## SET EXERCISE 1
Please convert every line of the records below into a JSON list of strings, one string per line, leaving out blank lines.

## PASSAGE TO READ
★ ★ ★ ★ ★

Wednesday, April 21, 2004

Fitting in or dropping out? Caught between two worlds...

Fitting in or dropping out?

One month in Rwanda already, 5 weeks since I left Europe. I was swinging between feeling like i was fitting and at home, and feeling terrible lonely. The pining for home came in fits and starts, something as simple as entering a friends name in my mobile and seeing there name attached to a text took on great significance : it was the same name, the same phone, I could have been back at home but i wasn't and what's worse I might never again be. This wasn't true homesickness, I think if I could have been assured that I could go back to my life in Switzerland after my year here then I might not have had such pangs but the mere hint that THAT life could be lost forever or was going on without me was really painful. And more sadness hit, aggravated by the very limited contact I'd had from people back home. I fact in the first two weeks a high percentage of emails I received were total strangers, fan mail from an article I had published on a travel website. Was is the case that I'd moved so much I had nothing to go back to anywhere?

And yet it was only a few days since I'd been swanning around at the First Rwandan Conference on Information Technology like I owned the place. No one I met at the apres conference drinks really believed that I had only been working here for two weeks. Certainly not when i won a printer and definitely not when I was asked to chair the conferences closing session. The enormity and high likelihood of failure of the project I was working on hit during the conference. So many "IT for the masses" initiates like it had been a failure in a whole host of African countries, not to mention back home in Ireland. It was going to take something special to make it work and I was determined to make it work. No failures here, no siree, not on my watch.

★ ★ ★ ★ ★

## SET EXERCISE 2
Write the next part of the blog post about the first month in Rwanda, starting right after its final sentence.

★ ★ ★ ★ ★

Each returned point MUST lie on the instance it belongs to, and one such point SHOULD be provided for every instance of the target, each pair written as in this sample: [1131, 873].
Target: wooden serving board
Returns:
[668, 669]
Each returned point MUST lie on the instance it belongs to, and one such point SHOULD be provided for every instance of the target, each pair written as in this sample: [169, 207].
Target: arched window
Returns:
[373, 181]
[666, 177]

★ ★ ★ ★ ★

## EXPECTED ANSWER 1
[
  "Each returned point MUST lie on the instance it belongs to, and one such point SHOULD be provided for every instance of the target, each pair written as in this sample: [1131, 873].",
  "Target: wooden serving board",
  "Returns:",
  "[668, 669]",
  "Each returned point MUST lie on the instance it belongs to, and one such point SHOULD be provided for every instance of the target, each pair written as in this sample: [169, 207].",
  "Target: arched window",
  "Returns:",
  "[373, 181]",
  "[666, 177]"
]

## EXPECTED ANSWER 2
Yet i was aware there were forces all around me that were not much indifferent to the project failing, it was very much wanted to succeed but shall we say, possibly indifferent to its impact.

In Ireland I had a part time job through out my five years at university. I worked with Travellers as an assistant teacher doing remedial style work. What I took away from that experience is that often governments/local authorities/donors want simply to be able to say, "We have spent X amount on travellers welfare". Cleansing their conscious by throwing money around without having the motivation to spend $5 on ensuring that $5,000 is spent effectively, working to the letter of the law rather than its spirit so to speak. However as I was in an advisory type role here, all I can do is point out the potential pitfalls of IT projects, if the powers that be chose to walk right into them, what could I do? Still the thought of being part of a failed project was a galling one. I hoped I was being too negative, I have that tendency.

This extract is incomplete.